:: The tasks ::
1. Output the passage of the economic outlook text from "China – An aggressive" to "in public investment." word for word.
2. Write the next part of the euro zone and China economic outlook, picking up after its final sentence.
— Begin Page text —
With resilient economic activity, the need for additional monetary easing has declined, but Trump’s victory, and the consequent increase in policy uncertainty across the Atlantic, deals a blow to tapering talks. We still expect the ECB to announce in December a six- to nine-month extension of its current QE program. In addition, we expect the central bank to change the parameters of the QE in such a way as to maintain low yields on the periphery while allowing long-term yields in core countries to increase (which would take the pressure off banks, particularly in Germany).

Political risks continue to pile up in Europe. In UK, the Brexit drama will take several years to unfold. In France, the Republican and Socialist parties will hold primaries ahead of the 2017 presidential elections. The most likely outcome is a market-friendly one, with former Prime Minister Alain Juppé becoming the Republican nominee and the favorite to win the election next year. But there are alternative scenarios, in which the odds of the Eurosceptic National Front’s Marine Le Pen becoming president increase. In Germany, Angela Merkel is expected to confirm her intention to seek a fourth term as chancellor, but there remains some chance that she won’t and that more “hawkish” candidates will emerge (for example, the current finance minister Wolfgang Schäuble). In Italy, the referendum on constitutional reform is moving toward a defeat for PM Matteo Renzi’s government. Though we do not expect Renzi to resign, he will be in a weaker position to advance the pro-reform agenda needed to boost Italy’s GDP. In Austria, the coming presidential election re-vote is shaping up to give far-right candidate Norbert Hofer the victory, and though parliamentary elections are not due until 2018, the legitimation of an anti-establishment head of state in Austria would give Euro-skepticism even more momentum.

We maintain our GDP forecast for the euro zone at 1.5% and 1.3% for 2016 and 2017, respectively.

China – An aggressive Trump-led protectionism agenda is a new risk, but not our baseline

The recent batch of economic data from China reinforces the “growth stability” story. In 3Q16 China’s real GDP grew by 6.7% yoy, the same pace as in the two previous quarters, while its nominal GDP accelerated slightly, to 7.8% yoy from 7.3%. October data showed industrial production stable at 6.1% yoy and fixed investment roughly stable at 8.8% yoy, as real estate private-led investment offset a small slowdown in public investment.
— End Page text —
— Begin Dataset section —
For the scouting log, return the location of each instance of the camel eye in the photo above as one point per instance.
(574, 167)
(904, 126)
— End Dataset section —
:: Answers below ::
1.
China – An aggressive Trump-led protectionism agenda is a new risk, but not our baseline

The recent batch of economic data from China reinforces the “growth stability” story. In 3Q16 China’s real GDP grew by 6.7% yoy, the same pace as in the two previous quarters, while its nominal GDP accelerated slightly, to 7.8% yoy from 7.3%. October data showed industrial production stable at 6.1% yoy and fixed investment roughly stable at 8.8% yoy, as real estate private-led investment offset a small slowdown in public investment.

2.
We expect this growth stability to extend into 2017. Why? The leadership transition in 2017; stronger real estate investment; higher corporate profits due to a weaker currency and the end of PPI deflation; and the ability to control the timing of painful adjustments. The first round of the leadership transition was favorable to president Xi Jinping’s quest to consolidate power, but he may need a strong economy to continue to suppress rival factions within the Party throughout the process.

The main short term risk is an overheating of the housing sector, but the issue seems to be localized and macro prudential policies might be sufficient to deal with it. If localized and macro prudential policies fail to cool down the sector in major cities, the government may be forced into a broad-based tightening of monetary conditions, affecting the whole economy. Recent experience suggests that this risk is modest. Both in 2010 and 2013, the government unleashed similar macro-prudential tools, successfully cooling off the housing market without causing an overall growth slowdown.

A “tariff war” between the U.S. and China is a risk, but not our baseline scenario. A potential 45% punitive tariff on Chinese goods was mentioned during the presidential campaign. If such a tariff were imposed, China could respond not only with reciprocal tariffs, but also by punishing U.S. companies domestically and devaluing its currency. The effects would spill over to the world, including the U.S. The consequences of such moves are so unpredictable that we believe any mention by the U.S. of action on tariffs is only a bargaining tool aimed at negotiating better terms.

We maintain our GDP forecasts for China at 6.6% for 2016 and at 6.3% for 2017

Emerging Markets – Improving fundamentals but new headwinds.

Fiscal expansion and higher interest rates in the U.S. will likely put pressure on EM currencies and local rates.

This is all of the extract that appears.